◆ Page extract
- - -

ODEs, PyMC4 and custom likelihood in jax

yunus · February 1, 2022, 1:54pm

Hi everyone,

I have a log likelihood function for a large ODE system (10-20 state variables and 60-100 parameters that I have to call for 1000 individuals per iteration) implemented using jax (vmap, odeint) for speed purposes. I was wondering if there’s a straightforward way to implement this custom likelihood (or at least my vmap(odeint() function) into a PyMC4 (or 3) model? In Numpyro, for instance, I can easily add the jax.vmap(jax.odeint(…)) term to the model myself (see, e.g., this example, Example: Predator-Prey Model — NumPyro documentation)

Thanks!

ricardoV94 · February 1, 2022, 8:32pm

You can wrap a JAX function in a Theano/Aesara Op to be used in conjunction with a PyMC model

michaelosthege · February 1, 2022, 8:33pm

Hi @yunus,
so the thing with jax Ops is that you’ll need the entire model to be written as Jax-able Ops for sampling the PyMC v4 model with numpyro. That should be possible AFAIK.

- - -

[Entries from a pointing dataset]

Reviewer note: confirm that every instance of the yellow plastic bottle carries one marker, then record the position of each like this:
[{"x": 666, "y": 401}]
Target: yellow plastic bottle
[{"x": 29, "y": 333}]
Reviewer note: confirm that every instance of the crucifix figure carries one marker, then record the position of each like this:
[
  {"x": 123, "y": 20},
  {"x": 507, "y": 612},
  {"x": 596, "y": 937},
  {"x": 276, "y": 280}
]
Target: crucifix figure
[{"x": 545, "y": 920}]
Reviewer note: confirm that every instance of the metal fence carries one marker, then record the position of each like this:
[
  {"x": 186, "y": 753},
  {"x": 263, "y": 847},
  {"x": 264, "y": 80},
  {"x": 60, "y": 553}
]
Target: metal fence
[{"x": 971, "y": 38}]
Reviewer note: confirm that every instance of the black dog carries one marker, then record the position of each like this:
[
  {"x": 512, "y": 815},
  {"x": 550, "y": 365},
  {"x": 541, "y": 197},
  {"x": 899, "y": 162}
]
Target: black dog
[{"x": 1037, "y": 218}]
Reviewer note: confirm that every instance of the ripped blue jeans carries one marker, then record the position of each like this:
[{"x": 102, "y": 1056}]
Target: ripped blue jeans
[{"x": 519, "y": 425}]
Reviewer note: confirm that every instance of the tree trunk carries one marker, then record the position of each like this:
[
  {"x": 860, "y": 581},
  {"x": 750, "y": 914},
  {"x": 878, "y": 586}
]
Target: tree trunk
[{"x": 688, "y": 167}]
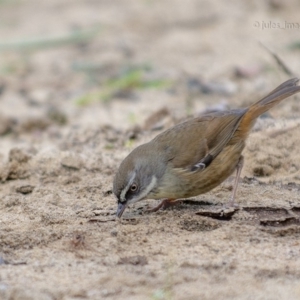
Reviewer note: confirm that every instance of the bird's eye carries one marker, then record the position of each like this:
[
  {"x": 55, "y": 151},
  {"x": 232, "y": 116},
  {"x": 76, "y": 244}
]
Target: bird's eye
[{"x": 133, "y": 187}]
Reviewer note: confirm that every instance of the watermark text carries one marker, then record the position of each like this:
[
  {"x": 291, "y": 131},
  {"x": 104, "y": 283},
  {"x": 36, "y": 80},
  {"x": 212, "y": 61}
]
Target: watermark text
[{"x": 265, "y": 25}]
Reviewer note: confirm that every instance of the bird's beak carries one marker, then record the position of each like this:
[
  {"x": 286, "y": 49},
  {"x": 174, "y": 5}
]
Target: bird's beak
[{"x": 121, "y": 208}]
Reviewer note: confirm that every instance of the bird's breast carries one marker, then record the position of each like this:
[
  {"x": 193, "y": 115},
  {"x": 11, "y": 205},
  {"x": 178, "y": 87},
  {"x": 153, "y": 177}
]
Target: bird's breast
[{"x": 183, "y": 183}]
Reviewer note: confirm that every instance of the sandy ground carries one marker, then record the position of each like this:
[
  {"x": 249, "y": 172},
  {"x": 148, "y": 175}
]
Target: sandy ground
[{"x": 59, "y": 238}]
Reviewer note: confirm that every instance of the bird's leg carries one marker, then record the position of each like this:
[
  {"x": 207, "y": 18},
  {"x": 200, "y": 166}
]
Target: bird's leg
[
  {"x": 239, "y": 168},
  {"x": 165, "y": 203}
]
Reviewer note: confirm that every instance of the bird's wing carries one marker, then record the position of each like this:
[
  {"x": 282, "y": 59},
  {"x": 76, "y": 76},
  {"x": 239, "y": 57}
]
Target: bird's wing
[{"x": 195, "y": 143}]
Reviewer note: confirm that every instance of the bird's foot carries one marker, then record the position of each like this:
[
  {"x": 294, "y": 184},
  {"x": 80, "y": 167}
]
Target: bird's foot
[
  {"x": 164, "y": 204},
  {"x": 230, "y": 204}
]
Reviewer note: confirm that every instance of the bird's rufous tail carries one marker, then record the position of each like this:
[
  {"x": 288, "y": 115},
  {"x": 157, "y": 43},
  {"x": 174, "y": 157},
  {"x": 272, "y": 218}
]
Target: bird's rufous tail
[{"x": 286, "y": 89}]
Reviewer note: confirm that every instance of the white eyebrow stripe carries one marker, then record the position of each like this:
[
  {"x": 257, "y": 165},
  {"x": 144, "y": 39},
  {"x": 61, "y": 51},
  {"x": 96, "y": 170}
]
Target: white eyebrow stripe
[
  {"x": 125, "y": 190},
  {"x": 146, "y": 191}
]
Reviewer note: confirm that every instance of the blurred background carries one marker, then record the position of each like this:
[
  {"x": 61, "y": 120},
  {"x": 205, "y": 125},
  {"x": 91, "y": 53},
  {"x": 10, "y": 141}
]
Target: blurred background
[{"x": 98, "y": 62}]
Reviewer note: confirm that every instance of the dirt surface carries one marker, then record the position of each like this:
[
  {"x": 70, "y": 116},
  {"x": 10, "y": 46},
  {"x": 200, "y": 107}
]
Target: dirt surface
[{"x": 114, "y": 75}]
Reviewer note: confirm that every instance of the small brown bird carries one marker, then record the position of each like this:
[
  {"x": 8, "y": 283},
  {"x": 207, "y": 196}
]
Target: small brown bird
[{"x": 193, "y": 157}]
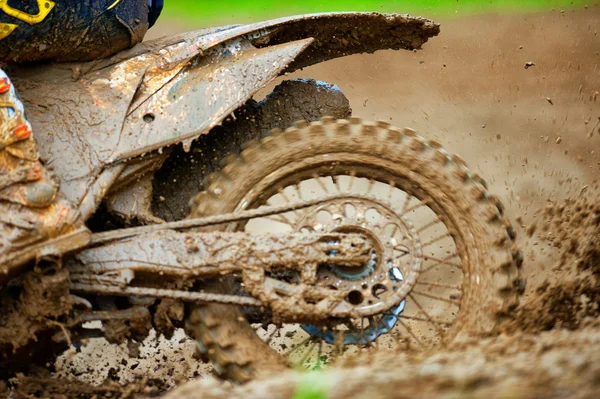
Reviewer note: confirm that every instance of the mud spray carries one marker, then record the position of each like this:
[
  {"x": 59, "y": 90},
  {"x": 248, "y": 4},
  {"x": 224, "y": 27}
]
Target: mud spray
[{"x": 518, "y": 97}]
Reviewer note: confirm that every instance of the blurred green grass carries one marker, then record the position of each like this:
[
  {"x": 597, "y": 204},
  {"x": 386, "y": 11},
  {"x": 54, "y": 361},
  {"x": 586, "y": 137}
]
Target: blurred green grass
[{"x": 240, "y": 11}]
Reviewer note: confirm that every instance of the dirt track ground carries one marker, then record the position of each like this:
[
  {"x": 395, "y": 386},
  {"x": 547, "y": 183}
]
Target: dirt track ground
[{"x": 534, "y": 133}]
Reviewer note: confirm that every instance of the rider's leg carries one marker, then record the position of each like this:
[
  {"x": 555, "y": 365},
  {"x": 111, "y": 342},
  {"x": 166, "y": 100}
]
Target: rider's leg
[{"x": 30, "y": 208}]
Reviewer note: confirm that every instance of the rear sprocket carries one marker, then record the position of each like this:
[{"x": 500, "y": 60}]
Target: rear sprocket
[{"x": 439, "y": 238}]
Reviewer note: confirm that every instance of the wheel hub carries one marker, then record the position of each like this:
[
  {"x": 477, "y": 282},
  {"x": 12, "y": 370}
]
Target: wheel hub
[{"x": 379, "y": 284}]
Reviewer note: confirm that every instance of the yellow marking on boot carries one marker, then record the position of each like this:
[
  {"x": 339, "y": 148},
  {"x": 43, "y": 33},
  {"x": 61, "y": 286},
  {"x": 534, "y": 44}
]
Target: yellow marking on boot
[
  {"x": 113, "y": 5},
  {"x": 44, "y": 8},
  {"x": 6, "y": 29}
]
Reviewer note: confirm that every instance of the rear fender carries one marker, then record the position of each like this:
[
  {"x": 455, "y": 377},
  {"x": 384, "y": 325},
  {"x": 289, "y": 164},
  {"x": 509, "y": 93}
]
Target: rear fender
[{"x": 202, "y": 77}]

- - -

◆ To be done
A. Answer these questions about the forum thread on ODEs and PyMC:
(i) For how many individuals per iteration does the first poster need to call the likelihood?
(ii) According to ricardoV94, what can a JAX function be wrapped in so it can be used with a PyMC model?
(iii) According to michaelosthege, how must the entire model be written in order to sample the PyMC v4 model with numpyro?
B. Continue the forum thread on ODEs and PyMC from the point where it stops.

◆ Task-by-task outputs
A.
(i) 1000 individuals.
(ii) A Theano/Aesara Op.
(iii) As Jax-able Ops.

B.
Technically Aesara should be flexible enough to make a function where some parts (“thunks”) are C-compiled from COps and some are jax-jitted from Ops that have Jax implementations. But @ricardoV94 please fact-check me here.

For your likelihood, you could implement a custom Op and register jax implementations for the perform (forward) and grad (backward) so you can do that vmap thing.

@ricardoV94 is there a vmap equivalent for C-compiled Aesara Ops? Or is that not even necessary because it’s already dealt with at the level of the C-compiler?

In any case it should be quite interesting to build your model in PyMC v4 and benchmark sunode/sundials vs. jax odeint!

yunus · February 18, 2022, 8:29am

Thanks a lot for your replies. Sorry I didn’t get around to this yet, it’s on my to-do list. I was thinking I may also try out the Blackjax library. I’ll get back to you here once I’ve tried it out

huzaifg · April 8, 2022, 4:15am

I am attempting to solve a similar problem…
I have a vehicle model as of now with 5 states and 5 parameters (including the data noise that I sample). The vehicle model can be found here. The vehicle model implemented using JAX and similar to OP, I want to implement a custom likelihood function in pymc V4. Given here is my first attempt at this. However, my chains fail and this is the error I get -

WARNING:absl:No GPU/TPU found, falling back to CPU. (Set TF_CPP_MIN_LOG_LEVEL=0 and rerun for more info.)% [0/6000 00:00<00:00 Sampling 4 chains, 0 divergences]
WARNING:absl:No GPU/TPU found, falling back to CPU. (Set TF_CPP_MIN_LOG_LEVEL=0 and rerun for more info.)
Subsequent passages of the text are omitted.